L’Ucraina come paese pilota della Quarta rivoluzione industriale sponsorizzata dal WEF
Nella guerra, il WEF e le Big Tech americane si mobilitano al fianco di Zelensky
Uno degli aspetti forse meno noti dell’Ucraina è quello di essere un “paese pilota” a livello mondiale nel processo di digitalizzazione di numerosi aspetti della vita dei cittadini. Nel pieno della guerra, il governo ucraino sta lavorando alacremente per realizzare uno degli elementi chiave della cosiddetta Quarta rivoluzione industriale.
Una forma di identità digitale, comprendente carta di identità, passaporto biometrico, patente di guida, status vaccinale, contratti assicurativi, assistenza sociale e sanitaria, fiscalità digitale, è in fase avanzata di implementazione.
L’ambizioso piano del governo è di digitalizzare tutti i servizi pubblici entro il 2024, adottando il modello del cosiddetto “paperless office”, ovvero abolendo totalmente ogni certificazione cartacea.

◆ ◆ ◆

COMPLETA QUANTO SEGUE —
(a) Aggiorna il testo sulla digitalizzazione in Ucraina riscrivendone il passo che parte da "Una forma di" e arriva fino a "ogni certificazione cartacea.", con "passaporto elettronico" al posto di "passaporto biometrico".
(b) Prosegui il testo sulla digitalizzazione in Ucraina partendo subito dopo la sua ultima frase.

◆ ◆ ◆

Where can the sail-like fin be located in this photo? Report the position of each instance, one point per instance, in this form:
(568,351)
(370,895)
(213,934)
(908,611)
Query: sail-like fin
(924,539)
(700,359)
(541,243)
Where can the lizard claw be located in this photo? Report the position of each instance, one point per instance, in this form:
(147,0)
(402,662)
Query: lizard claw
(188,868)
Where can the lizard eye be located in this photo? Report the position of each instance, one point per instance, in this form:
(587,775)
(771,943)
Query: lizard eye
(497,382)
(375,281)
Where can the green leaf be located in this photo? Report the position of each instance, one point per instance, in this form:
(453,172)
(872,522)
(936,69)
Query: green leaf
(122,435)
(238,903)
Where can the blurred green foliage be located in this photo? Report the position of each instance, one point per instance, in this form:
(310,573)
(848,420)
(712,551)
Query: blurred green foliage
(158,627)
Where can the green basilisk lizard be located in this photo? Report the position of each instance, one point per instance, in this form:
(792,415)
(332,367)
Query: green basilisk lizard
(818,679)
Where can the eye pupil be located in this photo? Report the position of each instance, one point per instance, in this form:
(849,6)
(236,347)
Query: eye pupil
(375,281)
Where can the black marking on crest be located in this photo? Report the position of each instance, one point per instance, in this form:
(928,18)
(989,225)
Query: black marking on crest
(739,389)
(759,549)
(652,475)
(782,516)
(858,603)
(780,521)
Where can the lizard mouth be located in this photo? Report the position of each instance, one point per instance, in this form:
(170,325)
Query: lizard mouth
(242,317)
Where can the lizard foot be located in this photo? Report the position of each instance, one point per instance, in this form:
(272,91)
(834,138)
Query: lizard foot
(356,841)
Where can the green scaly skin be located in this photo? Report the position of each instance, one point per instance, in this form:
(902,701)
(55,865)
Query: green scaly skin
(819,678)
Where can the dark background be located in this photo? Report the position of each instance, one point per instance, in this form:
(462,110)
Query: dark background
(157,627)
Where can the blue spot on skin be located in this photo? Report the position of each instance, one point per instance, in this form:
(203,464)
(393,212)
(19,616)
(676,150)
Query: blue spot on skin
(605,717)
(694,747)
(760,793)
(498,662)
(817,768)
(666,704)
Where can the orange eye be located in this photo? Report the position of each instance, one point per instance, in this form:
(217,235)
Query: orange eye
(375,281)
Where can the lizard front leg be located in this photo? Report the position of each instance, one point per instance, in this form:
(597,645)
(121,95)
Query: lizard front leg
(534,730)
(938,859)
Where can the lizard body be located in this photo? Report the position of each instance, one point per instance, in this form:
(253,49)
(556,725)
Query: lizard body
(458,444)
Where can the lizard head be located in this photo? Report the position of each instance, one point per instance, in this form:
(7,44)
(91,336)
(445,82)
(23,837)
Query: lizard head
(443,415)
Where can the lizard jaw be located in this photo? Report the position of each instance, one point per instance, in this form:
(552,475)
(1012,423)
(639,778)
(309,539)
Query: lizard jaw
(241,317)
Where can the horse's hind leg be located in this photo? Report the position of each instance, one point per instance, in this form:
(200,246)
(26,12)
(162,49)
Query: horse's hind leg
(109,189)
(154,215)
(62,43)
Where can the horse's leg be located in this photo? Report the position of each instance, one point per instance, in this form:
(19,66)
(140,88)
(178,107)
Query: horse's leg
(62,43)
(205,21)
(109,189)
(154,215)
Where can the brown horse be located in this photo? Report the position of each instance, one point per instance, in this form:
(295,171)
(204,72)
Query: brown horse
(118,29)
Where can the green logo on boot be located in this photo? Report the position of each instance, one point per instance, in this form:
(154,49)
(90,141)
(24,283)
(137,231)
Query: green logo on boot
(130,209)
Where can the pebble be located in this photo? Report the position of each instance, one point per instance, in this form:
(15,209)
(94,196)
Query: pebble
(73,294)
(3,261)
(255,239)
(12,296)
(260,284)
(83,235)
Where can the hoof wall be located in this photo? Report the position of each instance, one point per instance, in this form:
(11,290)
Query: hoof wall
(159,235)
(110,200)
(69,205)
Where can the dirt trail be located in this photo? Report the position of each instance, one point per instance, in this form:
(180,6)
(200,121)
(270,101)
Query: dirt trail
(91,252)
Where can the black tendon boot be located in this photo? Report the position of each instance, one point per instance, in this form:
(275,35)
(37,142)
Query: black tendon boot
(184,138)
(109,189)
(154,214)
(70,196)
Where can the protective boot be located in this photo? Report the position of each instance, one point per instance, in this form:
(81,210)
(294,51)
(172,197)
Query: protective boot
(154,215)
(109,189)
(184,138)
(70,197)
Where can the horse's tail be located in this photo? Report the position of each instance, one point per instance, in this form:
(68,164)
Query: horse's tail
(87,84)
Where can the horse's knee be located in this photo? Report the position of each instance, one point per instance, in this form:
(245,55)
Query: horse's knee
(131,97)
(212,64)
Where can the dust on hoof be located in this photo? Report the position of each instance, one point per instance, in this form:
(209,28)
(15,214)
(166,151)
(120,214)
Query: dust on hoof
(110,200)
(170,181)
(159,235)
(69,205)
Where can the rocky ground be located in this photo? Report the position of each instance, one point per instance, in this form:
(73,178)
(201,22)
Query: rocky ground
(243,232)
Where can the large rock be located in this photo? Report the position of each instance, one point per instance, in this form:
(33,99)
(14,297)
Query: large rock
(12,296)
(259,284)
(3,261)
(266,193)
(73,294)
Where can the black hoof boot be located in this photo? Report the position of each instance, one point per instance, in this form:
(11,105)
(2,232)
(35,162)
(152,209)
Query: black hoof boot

◆ ◆ ◆

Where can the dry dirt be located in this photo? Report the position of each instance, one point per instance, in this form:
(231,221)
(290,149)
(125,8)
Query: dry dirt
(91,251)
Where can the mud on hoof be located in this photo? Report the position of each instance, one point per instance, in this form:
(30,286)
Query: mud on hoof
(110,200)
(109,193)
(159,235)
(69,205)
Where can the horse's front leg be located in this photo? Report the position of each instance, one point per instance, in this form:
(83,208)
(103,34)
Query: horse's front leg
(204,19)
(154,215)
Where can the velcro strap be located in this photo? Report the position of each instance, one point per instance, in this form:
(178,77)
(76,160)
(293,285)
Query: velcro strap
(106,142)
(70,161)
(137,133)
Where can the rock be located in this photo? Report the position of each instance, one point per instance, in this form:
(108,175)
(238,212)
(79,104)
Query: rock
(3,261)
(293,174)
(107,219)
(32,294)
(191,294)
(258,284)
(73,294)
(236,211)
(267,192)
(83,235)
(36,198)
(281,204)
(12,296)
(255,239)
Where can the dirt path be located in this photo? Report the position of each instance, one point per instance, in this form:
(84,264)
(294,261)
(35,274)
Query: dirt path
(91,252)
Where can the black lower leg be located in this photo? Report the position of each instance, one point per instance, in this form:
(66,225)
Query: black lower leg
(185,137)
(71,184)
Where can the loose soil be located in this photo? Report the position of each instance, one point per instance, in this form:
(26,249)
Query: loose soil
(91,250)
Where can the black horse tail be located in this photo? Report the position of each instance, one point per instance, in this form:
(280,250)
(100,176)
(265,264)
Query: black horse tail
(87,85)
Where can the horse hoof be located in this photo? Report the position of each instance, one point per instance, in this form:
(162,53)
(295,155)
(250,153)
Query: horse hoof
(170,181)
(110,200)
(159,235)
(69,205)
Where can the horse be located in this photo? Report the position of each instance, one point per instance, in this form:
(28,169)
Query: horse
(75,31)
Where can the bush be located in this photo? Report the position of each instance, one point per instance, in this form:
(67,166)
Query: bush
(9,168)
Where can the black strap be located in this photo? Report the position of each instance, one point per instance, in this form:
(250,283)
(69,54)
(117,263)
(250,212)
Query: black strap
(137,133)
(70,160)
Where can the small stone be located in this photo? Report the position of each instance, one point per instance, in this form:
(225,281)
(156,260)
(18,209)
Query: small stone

◆ ◆ ◆

RISPOSTE PER COMPITO —
(a)
Una forma di identità digitale, comprendente carta di identità, passaporto elettronico, patente di guida, status vaccinale, contratti assicurativi, assistenza sociale e sanitaria, fiscalità digitale, è in fase avanzata di implementazione.
L’ambizioso piano del governo è di digitalizzare tutti i servizi pubblici entro il 2024, adottando il modello del cosiddetto “paperless office”, ovvero abolendo totalmente ogni certificazione cartacea.

(b)
Tutti i servizi verranno forniti da un’unica app digitale, annunciata alla fine del 2019 e già attiva, chiamata Diia. In ucraino la parola significa “azione”, ma è anche acronimo di “derzhava i ia” – “Lo Stato ed io”. L’app è attualmente utilizzata da 14 milioni di cittadini, oltre un terzo della popolazione prebellica.
L’agenda digitale ricevette enorme impulso in Ucraina dopo l’elezione alla presidenza di Volodymyr Zelensky. Egli creò il Ministero per la trasformazione digitale nell’agosto del 2019, alla cui guida pose Mykhailo Fedorov.
Già fondatore di una startup di marketing digitale, Fedorov fu poi responsabile degli aspetti tecnologici della campagna presidenziale di Zelensky, improntata a un uso massiccio dei social media (Facebook, Instagram, Telegram, YouTube) e della televisione.
Nel 2021, il ministero guidato da Fedorov ha annunciato l’adozione di certificati vaccinali e passaporti sanitari tramite l’app Diia, sebbene la popolazione ucraina continui a manifestare una diffidenza nei confronti dei vaccini anti-Covid che è fra le più alte in Europa.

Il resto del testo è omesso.